**Textauszug:**
%%
Das Gute ist: Je anstrengender die nächsten sechs Wochen für die 27 Jahre alte Pfälzerin werden, desto erfolgreicher ist sie dann aber auch. Denn jede zusätzliche Runde in den K.o.-Systemen beider Wettbewerbe kostet zwar Kraft, bringt sie aber auch den Medaillen näher. Und auf genau die hat sie es abgesehen.

Erst seit Herbst wird wieder gelegentlich gespielt: ein paar Turniere, die Champions League im Kompaktformat

Der Tischtennis-Zirkus erwacht zu neuem Leben. Nach der Einzel-EM und danach Olympia findet Ende September in Rumänien die Mannschafts-EM statt und im November auch noch die Einzel-Weltmeisterschaft in Houston/USA. Das macht vier Großturniere binnen fünf Monaten. Da braucht es außer einer guten Verfassung auch einen stabilen Körper. Petrissa Solja, Han Ying und Shan Xiaona bei den Frauen sowie Dimitrij Ovtcharov, Timo Boll und Patrick Franziska bei den Männern gehen mit großen Erwartungen in die EM - und mit gewissen Hoffnungen ins olympische Turnier.

Es gab Zeiten, da hat Ovtcharov Bonusmeilen gesammelt wie andere Leute Punkte im Supermarkt. Da hat er 150 Flüge pro Jahr erreicht. Der 32-jährige Wahl-Düsseldorfer spielt im russischen Orenburg im Verein und bestreitet Turniere in aller Welt. Er war ein Globetrotter in Sachen Tischtennis. Doch dann kam Corona. Im Frühjahr 2020 trainierte er in der Doppelgarage seines Elternhauses. Erst seit Herbst vergangenen Jahres wird wieder gelegentlich gespielt: ein paar Turniere hier, die Champions League im Kompaktformat da. Im März gewann er in Katar das erste Turnier der neuen Serie "World Table Tennis". Doch ab sofort kann Ovtcharov wieder Bonusmeilen sammeln.
%%
**Die Aufgabe 1:**
Wo hat Ovtcharov laut dem Textauszug im Frühjahr 2020 trainiert?
**Die Aufgabe 2:**
Übersetze aus dem Textauszug den Satz „Das macht vier Großturniere binnen fünf Monaten.“ ins Englische.

**Bereitgestellte Angaben:**
%%
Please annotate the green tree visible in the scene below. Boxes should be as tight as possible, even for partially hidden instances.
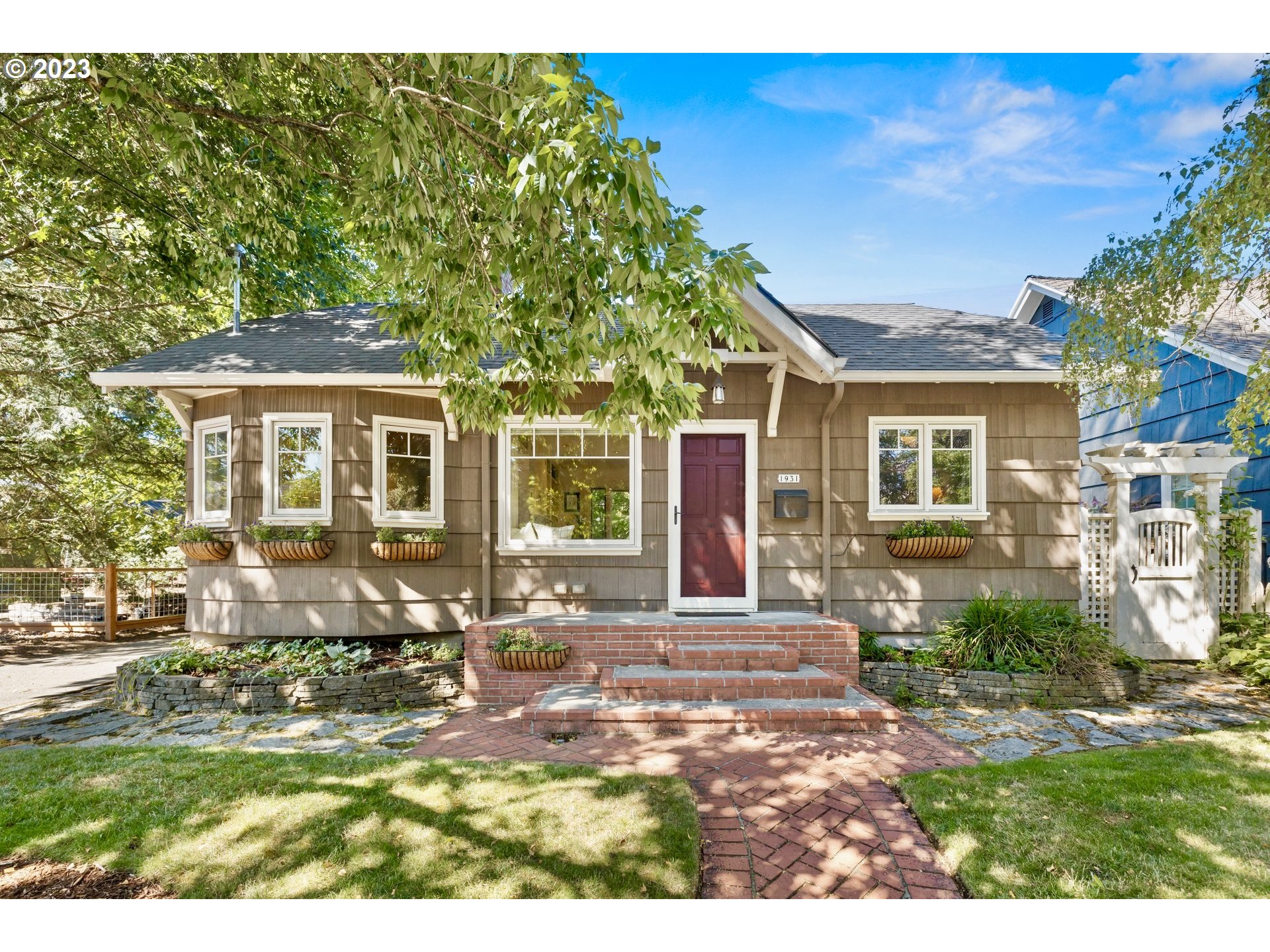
[1063,60,1270,451]
[0,55,762,563]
%%
**Vollständige Antwort 1:**
In der Doppelgarage seines Elternhauses.

**Vollständige Antwort 2:**
That makes four major tournaments within five months.